READING TEXT>
= = = = = = =

The digital prophet is a rendition of Gibran Khalil Gibran’s “The Prophet” as told by the Internet, composed of tweets, images, wiki snippets and mechanical turk input.
The PDF is available at : http://secure-tundra-7963.herokuapp.com/
A new version can be generated at : http://secure-tundra-7963.herokuapp.com/generate
The Digital Prophet is a generative essay collection and a study of internet anthropology, the relationship between humans and the internet. Using random access to various parts of the Internet, is it possible to gain sufficient understanding of a body of knowledge? To explore this topic, random blurbs of data related to facets of life such as love, death, children, etc. are collected via stochastic processes from various corners of the internet. The book is augmented via images and drawings collected from internet communities. In a way, the internet communities and by extension the the Internet become the book’s autobiographical author. The process and content of this work is a tribute to philosopher Gibran Khalil Gibran’s The Prophet.

= = = = = = =

WHAT THIS EXERCISE ASKS>
**1)** What does the text about The Digital Prophet say the rendition is composed of?
**2)** Reproduce the stretch of the Digital Prophet text from "The PDF is available" through "Gibran’s The Prophet.".

= = = = = = =

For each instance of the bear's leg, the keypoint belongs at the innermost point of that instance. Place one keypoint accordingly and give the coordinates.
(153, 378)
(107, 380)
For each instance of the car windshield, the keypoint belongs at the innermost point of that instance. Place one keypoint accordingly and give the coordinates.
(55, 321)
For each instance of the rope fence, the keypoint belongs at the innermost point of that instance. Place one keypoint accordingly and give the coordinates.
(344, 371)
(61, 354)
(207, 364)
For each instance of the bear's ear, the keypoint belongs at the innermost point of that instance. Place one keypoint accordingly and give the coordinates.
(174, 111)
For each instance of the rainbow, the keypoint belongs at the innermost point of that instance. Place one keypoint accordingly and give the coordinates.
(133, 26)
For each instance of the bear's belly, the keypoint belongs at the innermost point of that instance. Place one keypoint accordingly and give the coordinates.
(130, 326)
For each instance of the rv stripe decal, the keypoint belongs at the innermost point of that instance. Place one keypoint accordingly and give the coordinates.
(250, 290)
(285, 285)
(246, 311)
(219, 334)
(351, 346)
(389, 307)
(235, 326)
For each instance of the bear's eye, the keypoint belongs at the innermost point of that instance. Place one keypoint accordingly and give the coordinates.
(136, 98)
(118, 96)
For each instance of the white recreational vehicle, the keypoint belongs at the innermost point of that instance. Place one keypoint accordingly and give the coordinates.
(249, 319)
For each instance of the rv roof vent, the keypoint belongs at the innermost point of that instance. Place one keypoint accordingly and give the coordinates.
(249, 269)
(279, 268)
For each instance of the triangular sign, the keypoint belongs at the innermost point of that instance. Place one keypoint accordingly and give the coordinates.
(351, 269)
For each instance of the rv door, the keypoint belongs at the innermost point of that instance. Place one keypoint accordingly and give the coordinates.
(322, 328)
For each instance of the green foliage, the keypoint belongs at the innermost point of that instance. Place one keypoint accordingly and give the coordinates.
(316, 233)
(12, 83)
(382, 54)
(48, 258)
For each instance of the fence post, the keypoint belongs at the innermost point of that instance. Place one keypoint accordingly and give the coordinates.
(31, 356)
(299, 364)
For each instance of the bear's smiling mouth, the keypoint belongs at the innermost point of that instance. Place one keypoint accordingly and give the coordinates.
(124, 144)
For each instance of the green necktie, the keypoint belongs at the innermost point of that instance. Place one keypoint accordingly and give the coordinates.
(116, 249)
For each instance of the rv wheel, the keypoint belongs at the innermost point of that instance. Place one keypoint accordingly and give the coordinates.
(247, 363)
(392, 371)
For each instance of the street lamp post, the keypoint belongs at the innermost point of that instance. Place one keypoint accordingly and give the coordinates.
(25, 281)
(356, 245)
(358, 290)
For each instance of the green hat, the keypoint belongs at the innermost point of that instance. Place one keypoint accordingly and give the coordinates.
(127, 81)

= = = = = = =

RESULTS IN ORDER>
**1)** Tweets, images, wiki snippets and mechanical turk input.

**2)**
The PDF is available at : http://secure-tundra-7963.herokuapp.com/
A new version can be generated at : http://secure-tundra-7963.herokuapp.com/generate
The Digital Prophet is a generative essay collection and a study of internet anthropology, the relationship between humans and the internet. Using random access to various parts of the Internet, is it possible to gain sufficient understanding of a body of knowledge? To explore this topic, random blurbs of data related to facets of life such as love, death, children, etc. are collected via stochastic processes from various corners of the internet. The book is augmented via images and drawings collected from internet communities. In a way, the internet communities and by extension the the Internet become the book’s autobiographical author. The process and content of this work is a tribute to philosopher Gibran Khalil Gibran’s The Prophet.